== Material provided ==
-- -- --
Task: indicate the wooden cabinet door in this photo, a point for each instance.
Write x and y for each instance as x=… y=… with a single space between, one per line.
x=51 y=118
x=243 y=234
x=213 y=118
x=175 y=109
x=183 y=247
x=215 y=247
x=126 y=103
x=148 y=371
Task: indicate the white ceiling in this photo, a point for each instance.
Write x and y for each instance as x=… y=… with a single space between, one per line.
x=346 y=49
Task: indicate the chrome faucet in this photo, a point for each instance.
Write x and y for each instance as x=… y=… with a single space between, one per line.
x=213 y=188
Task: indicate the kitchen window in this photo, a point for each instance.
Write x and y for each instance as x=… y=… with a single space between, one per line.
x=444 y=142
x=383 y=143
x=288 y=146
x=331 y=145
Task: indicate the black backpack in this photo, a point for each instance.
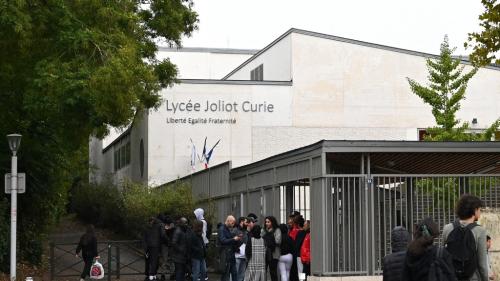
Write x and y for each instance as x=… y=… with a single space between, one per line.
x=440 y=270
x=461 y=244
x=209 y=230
-- -- --
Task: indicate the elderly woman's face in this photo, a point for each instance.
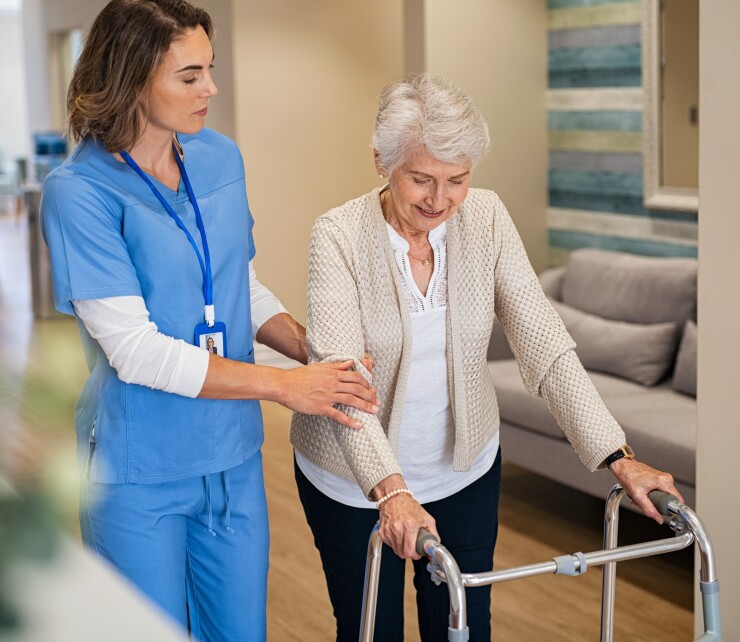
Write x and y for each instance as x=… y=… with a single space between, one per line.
-- -- --
== Written exercise ==
Please find every line in the data above that contains the word "photo", and copy each of those lines.

== Result of the task ==
Task: indicate the wooden cabinet door in this photo, a point for each instance.
Task: indicate the white ceiling in this photo, a point for each instance.
Task: indicate the chrome faucet in this photo, a point for each instance.
Task: indicate the kitchen window in this photo, a point for each instance.
Task: indicate the black backpack in this photo, a point for each instance.
Task: indicate the elderly woman's face in this photo, a point for each instance.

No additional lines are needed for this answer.